▶ **WHAT YOU ARE ASKED TO DO**: Wherever "water" appears in the records below, copy the line that holds it.

Start of DATA SUPPLIED

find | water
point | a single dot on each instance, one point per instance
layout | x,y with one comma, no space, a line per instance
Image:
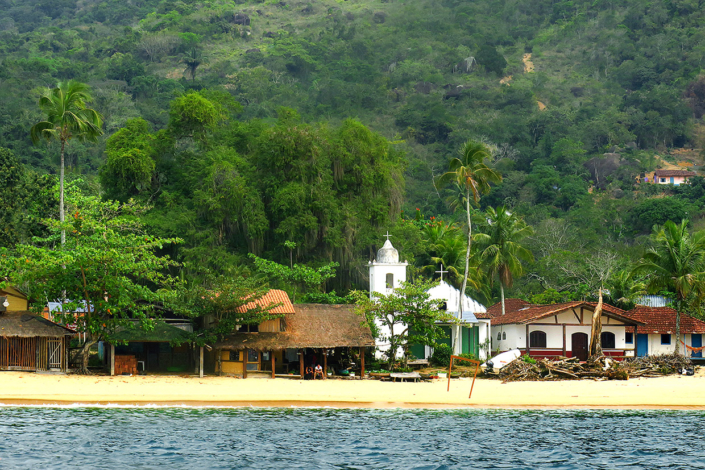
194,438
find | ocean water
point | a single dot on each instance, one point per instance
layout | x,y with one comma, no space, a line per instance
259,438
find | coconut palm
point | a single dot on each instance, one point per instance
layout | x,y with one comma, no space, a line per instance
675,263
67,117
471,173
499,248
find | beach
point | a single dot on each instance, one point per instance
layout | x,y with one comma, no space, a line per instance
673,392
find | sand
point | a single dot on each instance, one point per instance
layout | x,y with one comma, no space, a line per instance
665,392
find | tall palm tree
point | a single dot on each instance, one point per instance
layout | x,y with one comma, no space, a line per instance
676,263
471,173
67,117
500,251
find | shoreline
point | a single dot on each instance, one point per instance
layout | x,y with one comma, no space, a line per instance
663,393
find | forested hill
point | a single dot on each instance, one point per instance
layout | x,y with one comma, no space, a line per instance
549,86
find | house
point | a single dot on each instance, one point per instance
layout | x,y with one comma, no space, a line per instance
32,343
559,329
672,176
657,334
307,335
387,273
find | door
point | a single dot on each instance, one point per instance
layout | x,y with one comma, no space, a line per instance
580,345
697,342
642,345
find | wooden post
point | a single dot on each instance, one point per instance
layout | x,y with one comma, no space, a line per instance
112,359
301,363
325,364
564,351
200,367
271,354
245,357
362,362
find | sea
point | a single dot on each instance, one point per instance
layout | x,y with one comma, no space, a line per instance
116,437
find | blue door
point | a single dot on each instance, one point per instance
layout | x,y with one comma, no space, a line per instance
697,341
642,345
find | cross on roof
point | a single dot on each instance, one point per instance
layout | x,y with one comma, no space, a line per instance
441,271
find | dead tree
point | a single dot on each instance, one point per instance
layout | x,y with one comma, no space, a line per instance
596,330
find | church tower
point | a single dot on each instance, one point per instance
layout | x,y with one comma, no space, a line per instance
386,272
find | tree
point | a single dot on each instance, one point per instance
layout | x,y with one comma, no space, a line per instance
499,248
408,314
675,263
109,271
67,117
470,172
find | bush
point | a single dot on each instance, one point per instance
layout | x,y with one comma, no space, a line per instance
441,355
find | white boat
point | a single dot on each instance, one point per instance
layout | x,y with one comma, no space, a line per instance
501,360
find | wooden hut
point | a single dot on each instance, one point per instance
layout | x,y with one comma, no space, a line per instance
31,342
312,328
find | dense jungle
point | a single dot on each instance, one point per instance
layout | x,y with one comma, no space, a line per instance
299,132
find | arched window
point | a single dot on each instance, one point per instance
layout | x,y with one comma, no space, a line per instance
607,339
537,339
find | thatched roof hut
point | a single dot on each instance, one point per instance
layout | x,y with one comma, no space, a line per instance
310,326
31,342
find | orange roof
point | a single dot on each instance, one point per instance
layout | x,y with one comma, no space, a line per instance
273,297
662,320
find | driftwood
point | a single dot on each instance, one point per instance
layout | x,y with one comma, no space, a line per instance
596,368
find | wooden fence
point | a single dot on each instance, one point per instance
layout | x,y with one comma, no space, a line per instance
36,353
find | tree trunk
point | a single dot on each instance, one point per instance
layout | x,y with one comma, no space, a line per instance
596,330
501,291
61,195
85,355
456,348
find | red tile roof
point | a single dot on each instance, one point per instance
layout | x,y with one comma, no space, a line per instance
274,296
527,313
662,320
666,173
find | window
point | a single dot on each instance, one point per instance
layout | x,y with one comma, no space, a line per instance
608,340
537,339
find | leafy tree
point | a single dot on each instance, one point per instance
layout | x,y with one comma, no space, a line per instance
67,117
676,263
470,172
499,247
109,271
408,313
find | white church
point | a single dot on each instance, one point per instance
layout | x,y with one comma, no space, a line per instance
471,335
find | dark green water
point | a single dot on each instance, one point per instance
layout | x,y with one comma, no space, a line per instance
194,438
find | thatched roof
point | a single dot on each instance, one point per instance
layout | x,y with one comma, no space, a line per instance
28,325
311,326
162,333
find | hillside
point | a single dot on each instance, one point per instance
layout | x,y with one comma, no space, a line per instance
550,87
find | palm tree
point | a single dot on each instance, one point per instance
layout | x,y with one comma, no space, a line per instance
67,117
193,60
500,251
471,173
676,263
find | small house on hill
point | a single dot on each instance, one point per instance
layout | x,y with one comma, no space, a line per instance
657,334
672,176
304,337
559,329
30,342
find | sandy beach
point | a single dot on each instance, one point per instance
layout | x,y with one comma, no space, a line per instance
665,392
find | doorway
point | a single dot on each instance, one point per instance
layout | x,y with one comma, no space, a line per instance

End of DATA SUPPLIED

▶ **SOLUTION**:
find | water
find | ocean water
find | dark green water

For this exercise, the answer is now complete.